EXERCISE - Copy out every entry below word for word, with no changes.

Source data
++++++++
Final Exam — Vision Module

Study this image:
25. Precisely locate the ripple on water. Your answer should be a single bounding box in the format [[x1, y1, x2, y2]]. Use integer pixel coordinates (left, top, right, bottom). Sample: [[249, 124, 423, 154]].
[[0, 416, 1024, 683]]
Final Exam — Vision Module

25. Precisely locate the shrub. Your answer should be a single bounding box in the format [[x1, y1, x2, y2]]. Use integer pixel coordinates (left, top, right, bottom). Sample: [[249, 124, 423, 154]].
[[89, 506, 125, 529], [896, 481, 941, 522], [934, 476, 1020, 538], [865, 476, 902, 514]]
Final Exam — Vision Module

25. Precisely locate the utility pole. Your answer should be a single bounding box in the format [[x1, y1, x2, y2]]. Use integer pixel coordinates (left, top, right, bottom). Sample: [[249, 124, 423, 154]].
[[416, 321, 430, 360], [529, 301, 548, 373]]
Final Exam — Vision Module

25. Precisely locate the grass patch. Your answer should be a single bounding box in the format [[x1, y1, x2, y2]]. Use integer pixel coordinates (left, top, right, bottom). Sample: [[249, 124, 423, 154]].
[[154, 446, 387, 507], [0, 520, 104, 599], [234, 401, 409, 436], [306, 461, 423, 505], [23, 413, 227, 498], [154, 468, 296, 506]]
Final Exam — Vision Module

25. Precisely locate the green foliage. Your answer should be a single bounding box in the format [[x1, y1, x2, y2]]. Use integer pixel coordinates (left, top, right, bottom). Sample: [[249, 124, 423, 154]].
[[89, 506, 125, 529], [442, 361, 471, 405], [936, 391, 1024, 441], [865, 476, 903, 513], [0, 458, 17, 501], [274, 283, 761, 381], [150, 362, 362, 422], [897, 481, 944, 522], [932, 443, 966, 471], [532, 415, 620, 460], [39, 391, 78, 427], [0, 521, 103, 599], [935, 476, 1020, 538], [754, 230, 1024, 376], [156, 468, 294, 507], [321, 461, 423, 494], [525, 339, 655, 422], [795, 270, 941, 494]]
++++++++
FINISHED TASK -
Final Exam — Vision Module

Study this image:
25. Precisely locate the ripple on water. Your answer should be a single bounding box in the format [[x1, y1, x2, y2]]. Use integer pixel coordinates (left, top, right, bottom). Sample: [[249, 124, 423, 154]].
[[0, 416, 1024, 683]]
Final Exam — Vision Module

25. Precisely locate the shrub. Your answer should be a single bounding box in the format [[x1, y1, x2, y2]]. Use integer pixel coordinates (left, top, right, bottom). Sample: [[249, 124, 423, 154]].
[[89, 506, 125, 529], [896, 481, 941, 522], [934, 476, 1020, 538], [865, 476, 902, 514]]
Final Exam — Vision Module

25. Precisely locate the utility pole. Your answer should be a single bounding box in the format [[x1, y1, x2, y2]]. Use integer pixel coordinates (left, top, right, bottom). Sample: [[249, 124, 423, 154]].
[[416, 321, 430, 360], [529, 301, 548, 373]]
Final Exam — Vision Module

25. Precisely locate the grass patch. Your answer should be a single bounding box in the format [[x1, y1, x2, y2]]. Use integer pixel coordinates (left, top, right, bottom). Sample: [[249, 124, 423, 154]].
[[154, 446, 387, 507], [0, 520, 104, 599], [234, 401, 409, 436], [306, 461, 423, 505], [23, 413, 227, 498], [154, 468, 296, 506]]
Final Exam — Vision Module

25. Precisely locate the green foliage. Your answer should be a single bounding box in the format [[x1, y1, x2, y2]]. Use integer pixel coordinates (left, top, right, bottom). Sample: [[249, 124, 423, 154]].
[[89, 506, 125, 529], [442, 361, 471, 405], [936, 391, 1024, 441], [865, 476, 903, 513], [0, 458, 17, 501], [274, 283, 761, 381], [150, 362, 362, 422], [897, 481, 944, 522], [932, 443, 966, 471], [532, 415, 620, 460], [39, 391, 78, 427], [0, 521, 103, 599], [935, 476, 1020, 538], [754, 230, 1024, 376], [156, 468, 294, 507], [321, 461, 423, 494], [525, 339, 655, 422], [795, 270, 941, 494]]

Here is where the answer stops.